# [Given passage]
* * * * * * * * *
A Generation in Peril: The Lives of Tibetan Children Under Chinese Rule
I. Detention, Torture and Other Maltreatment BY STATE ACTORS


A. The International Legal Context: Detention, Torture and Other Cruel, Inhuman or Degrading Treatment

Few rules of international human rights law are as clear and well-established as those that protect children from detention, torture and other maltreatment. The CRC, echoing similar provisions in the Convention Against Torture and the International Covenant on Civil and Political Rights (ICCPR), prohibits torture and other cruel, inhuman or degrading treatment under all circumstances. It admonishes states that any detention of children 'shall be used only as a measure of last resort and for the shortest appropriate period of time.' This principle reflects broad international consensus that confining children, whether for rehabilitative or punitive purposes, is rarely if ever in the 'best interests of the child,' the paramount standard that governs all state practices that affect children.
* * * * * * * * *
# [Data section]
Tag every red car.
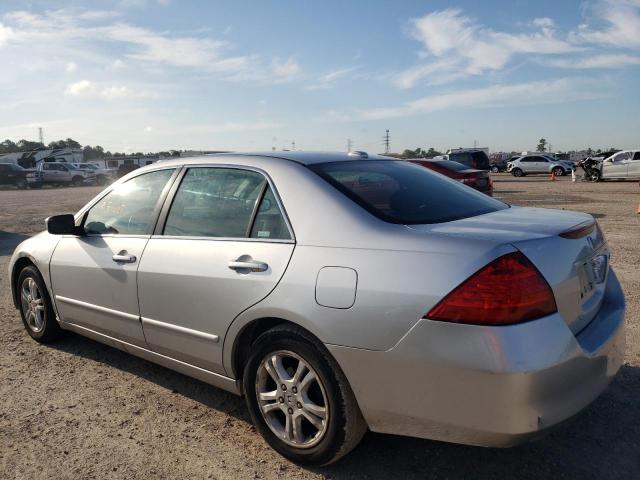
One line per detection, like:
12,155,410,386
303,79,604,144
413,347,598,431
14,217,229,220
407,159,493,197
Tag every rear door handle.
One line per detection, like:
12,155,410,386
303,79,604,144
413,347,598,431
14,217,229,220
229,260,269,273
111,250,137,263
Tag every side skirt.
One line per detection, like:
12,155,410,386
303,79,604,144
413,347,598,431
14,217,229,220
60,322,241,395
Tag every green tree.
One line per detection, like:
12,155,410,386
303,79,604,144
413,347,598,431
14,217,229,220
536,138,549,152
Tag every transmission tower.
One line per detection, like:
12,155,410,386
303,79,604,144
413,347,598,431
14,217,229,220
383,129,390,153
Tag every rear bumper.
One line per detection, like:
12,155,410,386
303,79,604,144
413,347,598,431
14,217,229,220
327,271,625,447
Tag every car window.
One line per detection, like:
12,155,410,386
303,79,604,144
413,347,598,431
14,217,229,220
164,167,266,238
309,160,509,224
251,186,291,240
612,152,631,162
84,169,174,235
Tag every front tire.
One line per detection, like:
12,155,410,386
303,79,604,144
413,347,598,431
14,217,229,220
243,325,367,465
16,266,62,343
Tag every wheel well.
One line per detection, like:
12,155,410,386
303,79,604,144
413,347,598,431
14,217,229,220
11,257,35,308
232,318,315,380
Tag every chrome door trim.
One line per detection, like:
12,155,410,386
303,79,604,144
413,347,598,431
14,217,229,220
56,295,140,322
62,323,242,395
142,317,220,343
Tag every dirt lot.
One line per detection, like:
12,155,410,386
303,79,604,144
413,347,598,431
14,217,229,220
0,174,640,479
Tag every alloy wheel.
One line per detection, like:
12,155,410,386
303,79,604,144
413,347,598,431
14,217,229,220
255,350,330,448
20,277,45,333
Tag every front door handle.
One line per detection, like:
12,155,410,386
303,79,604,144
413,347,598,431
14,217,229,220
111,250,137,263
229,257,269,273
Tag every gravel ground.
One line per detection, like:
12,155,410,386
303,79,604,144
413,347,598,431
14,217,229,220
0,174,640,479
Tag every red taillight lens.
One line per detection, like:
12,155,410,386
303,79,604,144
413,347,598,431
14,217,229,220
424,252,557,325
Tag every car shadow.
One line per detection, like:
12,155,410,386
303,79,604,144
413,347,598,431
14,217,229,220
0,230,29,255
51,332,640,480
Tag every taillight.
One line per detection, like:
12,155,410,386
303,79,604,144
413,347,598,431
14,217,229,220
424,252,557,325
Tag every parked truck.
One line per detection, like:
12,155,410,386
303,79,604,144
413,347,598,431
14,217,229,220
27,162,96,188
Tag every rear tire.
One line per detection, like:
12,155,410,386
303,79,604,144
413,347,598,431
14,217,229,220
243,325,367,465
16,266,62,343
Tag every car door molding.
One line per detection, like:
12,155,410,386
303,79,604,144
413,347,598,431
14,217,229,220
141,317,220,343
56,295,140,322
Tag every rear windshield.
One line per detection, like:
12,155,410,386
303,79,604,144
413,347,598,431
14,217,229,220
309,160,509,225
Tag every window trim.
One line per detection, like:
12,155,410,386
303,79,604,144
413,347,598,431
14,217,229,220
151,163,296,244
74,165,183,238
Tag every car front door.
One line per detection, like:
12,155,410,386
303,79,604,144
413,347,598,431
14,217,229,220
627,150,640,178
138,166,295,373
50,169,175,346
602,152,633,178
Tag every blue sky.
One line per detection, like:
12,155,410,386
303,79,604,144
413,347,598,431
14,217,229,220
0,0,640,152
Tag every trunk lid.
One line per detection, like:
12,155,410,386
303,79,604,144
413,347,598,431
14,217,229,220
409,207,609,333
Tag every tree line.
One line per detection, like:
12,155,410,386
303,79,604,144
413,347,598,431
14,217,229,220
0,138,180,160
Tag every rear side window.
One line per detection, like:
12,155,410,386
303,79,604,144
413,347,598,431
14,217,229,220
309,160,509,225
164,167,291,239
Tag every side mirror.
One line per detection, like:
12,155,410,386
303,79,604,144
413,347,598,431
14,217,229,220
45,213,82,235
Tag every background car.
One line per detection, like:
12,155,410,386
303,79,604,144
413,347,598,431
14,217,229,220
600,150,640,180
73,163,118,185
0,163,28,190
27,162,96,188
434,148,491,170
507,155,575,177
407,159,493,196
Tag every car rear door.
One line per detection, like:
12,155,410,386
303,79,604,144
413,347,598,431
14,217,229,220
50,168,176,346
602,152,633,178
138,166,295,373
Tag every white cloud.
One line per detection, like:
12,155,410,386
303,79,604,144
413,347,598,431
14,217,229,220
546,53,640,69
64,80,96,97
0,22,14,47
358,78,608,120
305,66,360,90
64,80,138,100
271,58,300,78
570,0,640,49
394,8,577,88
0,10,300,82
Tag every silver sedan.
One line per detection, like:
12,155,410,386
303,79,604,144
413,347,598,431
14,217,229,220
9,152,625,465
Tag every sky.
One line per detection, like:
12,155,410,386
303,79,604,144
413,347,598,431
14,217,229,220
0,0,640,152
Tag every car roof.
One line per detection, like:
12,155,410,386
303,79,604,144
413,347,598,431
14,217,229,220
154,151,390,165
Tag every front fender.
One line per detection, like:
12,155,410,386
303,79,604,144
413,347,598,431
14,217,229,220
9,232,61,308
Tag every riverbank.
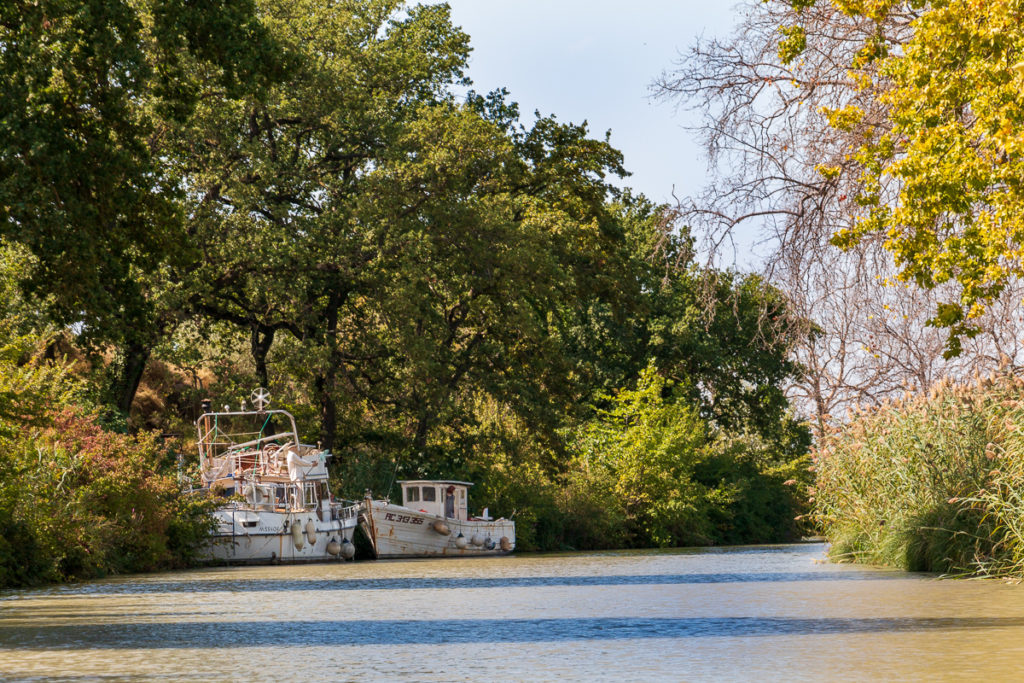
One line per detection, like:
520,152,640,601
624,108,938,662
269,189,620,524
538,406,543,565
814,374,1024,578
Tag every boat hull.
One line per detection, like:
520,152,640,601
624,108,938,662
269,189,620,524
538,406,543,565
202,506,358,564
359,501,515,559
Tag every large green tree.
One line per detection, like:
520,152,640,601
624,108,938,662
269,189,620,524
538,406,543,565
0,0,284,412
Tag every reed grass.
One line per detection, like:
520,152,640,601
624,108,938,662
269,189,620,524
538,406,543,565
811,372,1024,578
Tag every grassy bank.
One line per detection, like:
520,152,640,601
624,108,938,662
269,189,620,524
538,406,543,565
813,374,1024,577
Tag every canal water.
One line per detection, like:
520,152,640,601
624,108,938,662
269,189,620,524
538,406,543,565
0,545,1024,681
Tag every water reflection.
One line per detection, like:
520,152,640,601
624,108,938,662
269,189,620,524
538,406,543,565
0,560,892,595
0,616,1024,649
0,546,1024,681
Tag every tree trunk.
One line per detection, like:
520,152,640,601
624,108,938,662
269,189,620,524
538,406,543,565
413,411,430,454
249,323,274,388
111,342,150,416
314,368,338,451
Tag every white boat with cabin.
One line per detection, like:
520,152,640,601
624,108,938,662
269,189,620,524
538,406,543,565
196,389,359,564
359,480,515,558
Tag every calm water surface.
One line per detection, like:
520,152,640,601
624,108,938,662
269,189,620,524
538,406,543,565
0,545,1024,681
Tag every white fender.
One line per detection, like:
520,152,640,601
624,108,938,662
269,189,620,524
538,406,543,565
306,519,316,546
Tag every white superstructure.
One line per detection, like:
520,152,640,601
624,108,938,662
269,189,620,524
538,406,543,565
197,389,359,563
359,479,515,558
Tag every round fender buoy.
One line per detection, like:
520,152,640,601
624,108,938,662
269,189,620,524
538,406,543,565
242,483,263,505
306,519,316,546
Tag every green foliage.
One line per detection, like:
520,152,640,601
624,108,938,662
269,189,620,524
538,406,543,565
814,368,1024,577
0,329,209,587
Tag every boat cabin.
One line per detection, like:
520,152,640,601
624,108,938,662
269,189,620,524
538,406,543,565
398,480,473,521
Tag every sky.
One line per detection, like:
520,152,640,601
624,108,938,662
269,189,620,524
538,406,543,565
449,0,737,203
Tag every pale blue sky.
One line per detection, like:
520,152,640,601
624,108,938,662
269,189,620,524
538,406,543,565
449,0,736,202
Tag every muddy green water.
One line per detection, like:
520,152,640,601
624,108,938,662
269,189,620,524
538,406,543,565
0,545,1024,681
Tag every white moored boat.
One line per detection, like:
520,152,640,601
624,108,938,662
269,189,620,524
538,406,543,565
359,480,515,558
196,389,359,563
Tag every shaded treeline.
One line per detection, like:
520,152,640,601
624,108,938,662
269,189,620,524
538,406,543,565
0,0,809,581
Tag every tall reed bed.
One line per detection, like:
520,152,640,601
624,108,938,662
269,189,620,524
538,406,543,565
812,373,1024,577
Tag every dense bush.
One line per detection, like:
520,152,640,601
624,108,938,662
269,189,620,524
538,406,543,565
814,375,1024,575
0,339,209,587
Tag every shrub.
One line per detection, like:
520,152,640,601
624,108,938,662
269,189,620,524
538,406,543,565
814,375,1024,575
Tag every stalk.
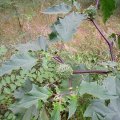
* * * * * * * * *
# [Written instruction A]
According to the given passage, what is the paramount standard that governs all state practices affecting children?
# [Written instruction B]
Copy the records from their first line through the line containing "60,322,241,395", keeping the requests and the format samples unchanged, but decrease every bounding-box coordinate in the answers by 109. Omit the picture.

# [Correct output A]
The "best interests of the child."

# [Correct output B]
Tag every red car.
One line per detection, like:
12,155,410,386
303,79,604,144
413,347,598,431
14,217,229,220
298,50,384,88
Tag every rear door handle.
One line per detection, like:
12,155,410,386
303,79,604,144
413,347,598,431
14,217,229,220
120,151,160,164
2,141,28,154
Tag every side skirt.
One line per detection, like:
12,155,410,386
303,79,604,144
413,347,598,431
14,217,229,220
-49,213,132,286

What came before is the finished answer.